(Exercise input Opens)
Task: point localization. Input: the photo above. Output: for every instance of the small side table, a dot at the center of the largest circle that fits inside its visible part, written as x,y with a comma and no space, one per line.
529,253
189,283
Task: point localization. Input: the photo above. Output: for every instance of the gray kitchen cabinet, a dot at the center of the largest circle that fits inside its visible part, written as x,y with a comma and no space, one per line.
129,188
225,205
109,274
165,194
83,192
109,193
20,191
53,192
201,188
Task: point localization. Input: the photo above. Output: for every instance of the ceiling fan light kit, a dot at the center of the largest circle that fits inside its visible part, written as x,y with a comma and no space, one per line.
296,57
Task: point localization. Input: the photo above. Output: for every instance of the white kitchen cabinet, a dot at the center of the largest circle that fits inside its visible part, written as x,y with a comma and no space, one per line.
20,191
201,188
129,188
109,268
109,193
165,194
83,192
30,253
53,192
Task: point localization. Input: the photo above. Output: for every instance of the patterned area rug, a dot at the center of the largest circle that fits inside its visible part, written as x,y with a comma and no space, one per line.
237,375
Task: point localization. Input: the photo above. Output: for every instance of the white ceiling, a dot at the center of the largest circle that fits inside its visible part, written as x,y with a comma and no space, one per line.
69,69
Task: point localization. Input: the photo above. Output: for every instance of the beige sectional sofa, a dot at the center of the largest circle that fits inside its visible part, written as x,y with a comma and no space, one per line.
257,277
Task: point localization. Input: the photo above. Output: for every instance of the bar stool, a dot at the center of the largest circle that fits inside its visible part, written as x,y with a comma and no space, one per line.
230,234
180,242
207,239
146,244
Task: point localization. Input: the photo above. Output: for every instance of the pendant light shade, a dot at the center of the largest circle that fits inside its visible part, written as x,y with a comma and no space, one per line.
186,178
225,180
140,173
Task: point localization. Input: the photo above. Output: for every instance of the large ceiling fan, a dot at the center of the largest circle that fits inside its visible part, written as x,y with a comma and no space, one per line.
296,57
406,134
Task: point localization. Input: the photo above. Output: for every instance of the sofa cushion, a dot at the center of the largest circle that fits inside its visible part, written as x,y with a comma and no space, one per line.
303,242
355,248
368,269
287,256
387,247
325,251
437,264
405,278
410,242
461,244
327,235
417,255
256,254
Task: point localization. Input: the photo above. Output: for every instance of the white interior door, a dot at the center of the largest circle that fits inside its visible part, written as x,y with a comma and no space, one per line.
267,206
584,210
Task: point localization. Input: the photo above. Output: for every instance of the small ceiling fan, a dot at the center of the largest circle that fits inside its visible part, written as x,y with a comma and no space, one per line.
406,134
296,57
(Exercise input Closes)
Reproduce every line above. Keep it exact.

Worked solution >>
Task: point localization. Input: the photo above. Output: for every instance of the small side table, a dot at the center of the largest circle that fits inside its visible part, written as x,y with a comma and no space, one per line.
529,253
189,283
Task: point localization. Input: the photo above. Output: for every instance of the gray kitchen cabinet, a dot at the center of the largest circle that fits inside its visible part, written as x,y with a comma and no space, one per line.
129,188
225,205
109,274
165,194
83,192
109,193
20,191
53,192
201,188
Task: point localization. Input: the photo above. Output: for every instance of the ceiling fan light kit, a dot at the center of the largest circle that fits inside its visible part, written as x,y with a comma and no space, one per line.
296,57
Task: point localization. Input: the photo above. Output: for every instance of the white kitchen cabinet, a dot at the center of the largest circle that fits inside its visible part, written as x,y with a comma and no space, one per line.
20,191
201,188
129,188
109,268
109,193
165,194
83,192
30,253
53,192
Task: point localization. Input: the photo above. Output: for every instance of the patterned area rug, a dot at the center of the largest circle that fits inside its visible part, written as x,y with a comma and no space, one per line.
237,375
Task: point localization. Input: the photo above. Output: for every instance of the white ceiling, a dot at the center of the largest circle that fits inside its visible part, written as x,y with a comma and no space, one per line.
69,69
Task: point localization. Input: the photo above. Output: for every instance of the beige sectional sofa, a dot at the center of the largest circle that fits inside its visible part, written as x,y with a comma and no space, one per line.
257,277
Task: point localization. Input: the photo above. Output: for every instance of the bar stool, a dot at the center of the largest circle that fits inside its visible part, written as x,y with a comma and no space, one per line.
230,234
180,242
207,239
146,244
Task: point localization. Input: the photo above. Output: for every instance of the pendant light shade, a dot at the center of the largest circle that fits inside its visible part, written as x,y with a comma and no space, one per line.
186,178
225,180
140,173
Task: point localization. Input: the photo above. Output: for every instance of the large ceiling fan, a dot at the center of the largest circle that fits inside its visible part, written as x,y with a comma and no space, one per line.
296,57
406,134
Task: point localization. Input: the photo above. Output: for every instance of the sofa cushion, a dot at the center of the largest circle that fits inside its visible part, written as x,y with a comma and no space, one per line.
303,242
355,248
368,269
287,256
387,247
325,251
437,264
405,278
410,242
461,244
327,235
417,255
256,254
Task: point localization. Input: the photo above. Output: for every instance of the white interior door, a dot at the center of the largest circle that fits inside its visible part, written as x,y with a comma and no space, one per line.
267,206
584,210
Task: point localization. Input: the photo above. Output: for every instance of the small ceiling fan, a dot at the center of the largest circle that fits inside its visible part, written as x,y with a comma and no space, one per line.
406,134
296,57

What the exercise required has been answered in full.